__Page excerpt__:
---
Finally, the industry keynote by Ralf Herbrich from Facebook, also introduced the world of Bayesian Factor Models for large-scale distributed ranking. This method, introduced by the same author and others from MSR as “Matchbox” is now used in different settings. For example, the poster “The Xbox Recommendation System” presented its applicability for recommending movies and games for the Xbox. And, in “Collaborative Learning of Preference Rankings” the authors apply it to… sushi recommendation!

User-centric, interfaces & explanations

This was probably the third big area of focus of the conference, with many contributions in papers, tutorials, and workshops. The first day, there were actually two tutorials that would fall into this category. In “Personality-based Recommender Systems: An Overview”, the authors presented the idea of using personality traits for modeling user profiles. Among other things, they introduced their proposal to use PersonalityML, an XML-based language for personality description. Interestingly, in the industry session, we saw that this is actually a quite practical thing to do. Thore Graepel from Microsoft explained their experiments in using The Big Five personality traits for personalization. In the other tutorial, “Conducting User Experiments in Recommender Systems“, Bart Knijnenburg gave a thorough overview of how to conduct user studies for recommender systems. He also introduced his model for using structural equations to model the effects to evaluate. Again, I missed this tutorial, but I was fortunate to hear a very similar presentation by him in Netflix.

In “Inspectability and Control in Social Recommenders“, Bart himself (and researchers from UCSB) analyze the effect of giving more information and control to users in the context of social recommendations. A similar idea is explored in the short paper “The Influence of Knowledgeable Explanations on Users’ Perception of a Recommender System” by Markus Zanker.
---
__Request 1__:
In the conference write-up, why does the writer call personality-based user modeling a quite practical thing to do? Answer in one to three sentences.
The listing that follows has no connection to the conference write-up.
---
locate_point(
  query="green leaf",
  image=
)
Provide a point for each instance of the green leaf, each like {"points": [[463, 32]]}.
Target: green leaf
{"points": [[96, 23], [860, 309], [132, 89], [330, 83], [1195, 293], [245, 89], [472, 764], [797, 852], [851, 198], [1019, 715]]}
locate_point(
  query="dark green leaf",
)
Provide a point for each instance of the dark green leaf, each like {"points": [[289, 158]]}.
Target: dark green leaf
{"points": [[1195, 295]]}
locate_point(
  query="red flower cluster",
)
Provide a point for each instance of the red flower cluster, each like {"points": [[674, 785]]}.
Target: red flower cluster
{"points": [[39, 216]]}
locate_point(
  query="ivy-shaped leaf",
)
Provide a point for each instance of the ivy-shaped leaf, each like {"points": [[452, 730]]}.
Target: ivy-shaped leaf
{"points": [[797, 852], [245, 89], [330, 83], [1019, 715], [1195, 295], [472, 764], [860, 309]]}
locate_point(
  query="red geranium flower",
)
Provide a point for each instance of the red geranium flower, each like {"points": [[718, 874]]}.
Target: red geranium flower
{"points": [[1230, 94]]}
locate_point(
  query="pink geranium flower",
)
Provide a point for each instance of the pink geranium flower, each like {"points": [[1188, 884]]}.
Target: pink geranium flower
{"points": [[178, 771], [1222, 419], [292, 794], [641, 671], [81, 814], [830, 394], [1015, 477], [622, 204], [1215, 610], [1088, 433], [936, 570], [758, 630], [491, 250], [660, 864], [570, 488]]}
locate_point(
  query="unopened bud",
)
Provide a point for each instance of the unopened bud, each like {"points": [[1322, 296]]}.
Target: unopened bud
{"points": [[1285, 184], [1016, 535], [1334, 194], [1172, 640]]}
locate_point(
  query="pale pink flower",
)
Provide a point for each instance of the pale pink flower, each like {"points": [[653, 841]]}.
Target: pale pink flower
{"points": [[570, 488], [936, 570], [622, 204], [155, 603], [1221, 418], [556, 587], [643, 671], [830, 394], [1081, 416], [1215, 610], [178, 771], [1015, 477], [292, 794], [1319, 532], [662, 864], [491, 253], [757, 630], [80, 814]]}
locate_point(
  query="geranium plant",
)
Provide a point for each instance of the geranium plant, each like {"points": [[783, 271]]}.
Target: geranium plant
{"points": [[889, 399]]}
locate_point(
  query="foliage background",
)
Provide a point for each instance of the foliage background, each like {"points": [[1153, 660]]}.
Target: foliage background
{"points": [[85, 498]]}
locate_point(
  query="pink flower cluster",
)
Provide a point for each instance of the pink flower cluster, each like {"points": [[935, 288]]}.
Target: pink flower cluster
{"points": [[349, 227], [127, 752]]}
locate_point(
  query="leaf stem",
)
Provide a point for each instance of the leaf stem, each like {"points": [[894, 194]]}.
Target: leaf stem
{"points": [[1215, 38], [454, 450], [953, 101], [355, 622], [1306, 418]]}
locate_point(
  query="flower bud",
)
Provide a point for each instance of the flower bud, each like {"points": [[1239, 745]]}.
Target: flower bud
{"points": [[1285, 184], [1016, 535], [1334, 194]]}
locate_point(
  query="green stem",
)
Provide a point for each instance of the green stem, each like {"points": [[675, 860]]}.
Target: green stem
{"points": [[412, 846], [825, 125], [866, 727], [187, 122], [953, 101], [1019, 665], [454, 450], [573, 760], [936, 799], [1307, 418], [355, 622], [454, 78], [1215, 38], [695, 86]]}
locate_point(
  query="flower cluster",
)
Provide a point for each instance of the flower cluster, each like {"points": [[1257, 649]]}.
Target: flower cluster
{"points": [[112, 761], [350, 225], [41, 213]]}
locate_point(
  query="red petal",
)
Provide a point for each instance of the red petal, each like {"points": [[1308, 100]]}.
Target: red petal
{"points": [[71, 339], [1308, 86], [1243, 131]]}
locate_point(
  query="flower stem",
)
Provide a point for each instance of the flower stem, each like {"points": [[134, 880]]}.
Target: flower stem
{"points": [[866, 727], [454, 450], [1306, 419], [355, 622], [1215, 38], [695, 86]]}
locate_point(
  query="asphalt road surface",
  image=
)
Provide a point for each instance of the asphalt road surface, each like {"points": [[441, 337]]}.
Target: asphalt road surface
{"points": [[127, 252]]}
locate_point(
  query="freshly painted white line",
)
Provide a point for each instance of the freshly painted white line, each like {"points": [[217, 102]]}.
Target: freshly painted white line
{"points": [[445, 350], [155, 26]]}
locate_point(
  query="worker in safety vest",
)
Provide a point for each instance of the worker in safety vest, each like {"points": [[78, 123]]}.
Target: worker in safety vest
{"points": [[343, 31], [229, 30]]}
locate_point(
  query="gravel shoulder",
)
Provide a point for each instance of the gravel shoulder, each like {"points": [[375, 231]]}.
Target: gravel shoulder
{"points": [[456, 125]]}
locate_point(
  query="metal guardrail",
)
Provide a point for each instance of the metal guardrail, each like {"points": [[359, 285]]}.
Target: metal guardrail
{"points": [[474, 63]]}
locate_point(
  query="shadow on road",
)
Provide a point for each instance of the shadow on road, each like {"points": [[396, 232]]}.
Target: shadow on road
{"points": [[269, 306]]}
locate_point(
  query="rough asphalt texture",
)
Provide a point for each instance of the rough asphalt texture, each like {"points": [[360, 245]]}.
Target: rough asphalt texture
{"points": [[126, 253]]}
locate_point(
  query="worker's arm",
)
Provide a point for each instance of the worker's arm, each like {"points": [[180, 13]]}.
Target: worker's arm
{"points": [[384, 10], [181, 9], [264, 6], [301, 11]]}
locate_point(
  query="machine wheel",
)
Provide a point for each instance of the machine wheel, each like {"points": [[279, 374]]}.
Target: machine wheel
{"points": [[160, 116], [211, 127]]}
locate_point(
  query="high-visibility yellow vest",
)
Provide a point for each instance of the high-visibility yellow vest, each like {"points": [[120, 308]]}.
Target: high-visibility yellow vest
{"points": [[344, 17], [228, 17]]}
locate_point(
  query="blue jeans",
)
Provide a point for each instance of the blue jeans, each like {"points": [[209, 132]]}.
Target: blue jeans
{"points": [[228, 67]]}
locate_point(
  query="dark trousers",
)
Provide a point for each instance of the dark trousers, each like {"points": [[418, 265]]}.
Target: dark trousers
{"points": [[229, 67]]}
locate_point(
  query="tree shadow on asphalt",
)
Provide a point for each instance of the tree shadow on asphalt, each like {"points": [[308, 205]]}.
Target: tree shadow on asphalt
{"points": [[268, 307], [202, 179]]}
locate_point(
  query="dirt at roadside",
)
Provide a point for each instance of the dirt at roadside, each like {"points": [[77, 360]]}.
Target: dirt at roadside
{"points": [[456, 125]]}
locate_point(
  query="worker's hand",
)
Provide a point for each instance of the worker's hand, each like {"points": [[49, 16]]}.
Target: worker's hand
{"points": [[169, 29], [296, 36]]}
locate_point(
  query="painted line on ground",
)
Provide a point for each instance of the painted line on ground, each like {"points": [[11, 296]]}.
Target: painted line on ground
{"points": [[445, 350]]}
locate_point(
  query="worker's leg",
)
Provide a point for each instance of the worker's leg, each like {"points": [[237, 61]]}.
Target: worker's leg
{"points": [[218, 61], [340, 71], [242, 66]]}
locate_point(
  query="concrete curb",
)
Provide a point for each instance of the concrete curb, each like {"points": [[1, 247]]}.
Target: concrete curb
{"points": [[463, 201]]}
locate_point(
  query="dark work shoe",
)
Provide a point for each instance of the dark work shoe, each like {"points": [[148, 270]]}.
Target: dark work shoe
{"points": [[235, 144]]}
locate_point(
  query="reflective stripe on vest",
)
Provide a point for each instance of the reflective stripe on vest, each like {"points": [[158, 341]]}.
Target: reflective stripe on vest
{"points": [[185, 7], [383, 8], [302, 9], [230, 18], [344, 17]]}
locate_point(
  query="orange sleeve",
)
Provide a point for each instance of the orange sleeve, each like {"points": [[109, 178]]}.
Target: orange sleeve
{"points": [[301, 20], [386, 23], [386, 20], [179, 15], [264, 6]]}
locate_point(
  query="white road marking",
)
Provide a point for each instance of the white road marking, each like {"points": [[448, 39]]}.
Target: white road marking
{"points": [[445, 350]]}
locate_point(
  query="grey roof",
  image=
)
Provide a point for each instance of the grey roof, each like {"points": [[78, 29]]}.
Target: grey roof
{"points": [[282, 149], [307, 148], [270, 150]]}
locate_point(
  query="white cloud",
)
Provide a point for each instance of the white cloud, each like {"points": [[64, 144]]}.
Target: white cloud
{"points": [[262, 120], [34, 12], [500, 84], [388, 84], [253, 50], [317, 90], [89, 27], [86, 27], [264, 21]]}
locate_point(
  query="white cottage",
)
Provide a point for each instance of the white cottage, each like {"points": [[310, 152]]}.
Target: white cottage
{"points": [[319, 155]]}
---
__Request 2__:
Pull out every line of the listing that contains the string "high". Case counts.

__Result 1__:
In the industry session, Thore Graepel from Microsoft explained their experiments in using The Big Five personality traits for personalization. That showed the writer that the approach is practical.

__Result 2__:
  query="high-visibility yellow vest",
Provide a point for each instance of the high-visibility yellow vest, each like {"points": [[120, 308]]}.
Target: high-visibility yellow vest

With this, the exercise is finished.